**Task**
In the article about shipping electric vehicles, which company handled the salvage of the Fremantle Highway?

**Page excerpt**
Is Shipping the Crux of Electric Vehicles Supply Chains?
This edition takes a dive into the blazing inferno that was the Fremantle Highway and the implications this may have for the electric vehicles of the future
The latest series of fires on board car carriers, culminating with the Fremantle Highway blaze, have restarted the electric vehicles (EV) safety onboard vessels questions, many of which emerged after the fire and sinking of the Felicity Ace in early 2022: Have EVs caused the fires on board the car carriers? Are EVs safe for transporting on-board sea going vessels? Will EV transport costs increase? These are all genuine questions to which the answer is, as of now, maybe. While some EV enthusiasts gloat that it wasn’t EVs who set off the Freemantle Highway fire it seems that the most important question is missed:
How should supply chains cope with the challenges of transporting EVs without breaking? The answer, as we’ll see, is extremely complex.First, we’ll tackle the questions that seem to have grabbed most media attention.
Do Evs Cause Fires on Board Car Carriers?
Transporting cargoes at sea is a rather dangerous activity and it’s unclear whether EVs are making it even more dangerous. Following the Ever Given’s blocking of the Suez Canal, shipping has found its way from specialty news website to the mainstream. The Fremantle Highway blaze is the latest in a series of incidents involving car carriers since around 2015 (gCaptain provides an overview of these incidents here). With increasing EV sales, it is perhaps unsurprising that an increasing number of electric vehicles are also transported by sea and, in some unfortunate cases, on board ships which are affected by fire.
Despite increasing speculation on whether the Fremantle Highway or the Felicity Ace fires were started by EVs, a definitive answer to the question, have EVs caused the fires on board the car carriers is still maybe. A crewmember on the Fremantle Highway told RTL that the fire had started from one of the EVs, however the a Royal Boskalis representative (the company tasked with the salvage of the Fremantle Highway) said that the EVs were in good condition. The Felicity Ace sunk in early 2022 along with much of the physical evidence to establish the cause of its fire and the Panama Maritime Authority’s investigation report into the incident submitted to the International Maritime Organisation (IMO) in May this year has not been released to the public. The 2020 fire on board the Höegh Xiamen in Jacksonville, FL was also rumored to have been caused by an electric vehicle.
Those of us that are more conspiratorially inclined may suggest that the lack of, or suppression of evidence around EVs’ role in these incidents has to do with the potential impact negative publicity on EVs, which doesn’t quite fit the clean green and renewable narrative and may have a negative influence on adoption rates.
How Risky Are EVs for Sea Transport?

**Source material**
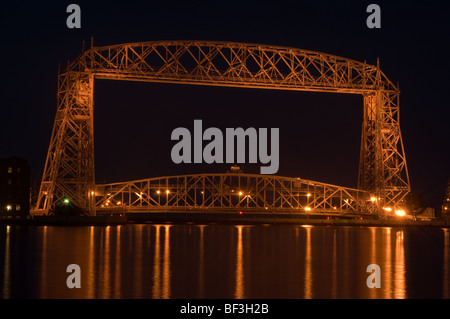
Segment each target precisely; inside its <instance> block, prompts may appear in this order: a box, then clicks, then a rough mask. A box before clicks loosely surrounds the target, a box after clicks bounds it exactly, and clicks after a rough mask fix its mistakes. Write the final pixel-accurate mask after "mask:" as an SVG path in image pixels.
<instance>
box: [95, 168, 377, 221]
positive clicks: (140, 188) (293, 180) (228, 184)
mask: <svg viewBox="0 0 450 319" xmlns="http://www.w3.org/2000/svg"><path fill="white" fill-rule="evenodd" d="M92 195H93V196H94V197H95V198H96V211H97V214H105V213H107V214H109V213H122V212H123V213H132V212H133V213H134V212H157V211H172V212H185V211H204V210H213V211H234V212H236V211H258V212H266V211H267V212H277V211H278V212H296V213H305V214H322V213H328V214H371V213H373V212H374V211H375V210H376V204H375V203H374V202H372V201H371V200H370V193H369V192H367V191H361V190H357V189H351V188H345V187H340V186H336V185H330V184H324V183H319V182H313V181H309V180H304V179H300V178H289V177H280V176H271V175H256V174H235V173H227V174H199V175H182V176H167V177H157V178H150V179H145V180H138V181H131V182H124V183H113V184H104V185H97V186H96V189H95V191H94V193H93V194H92Z"/></svg>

**Response for this exercise**
Royal Boskalis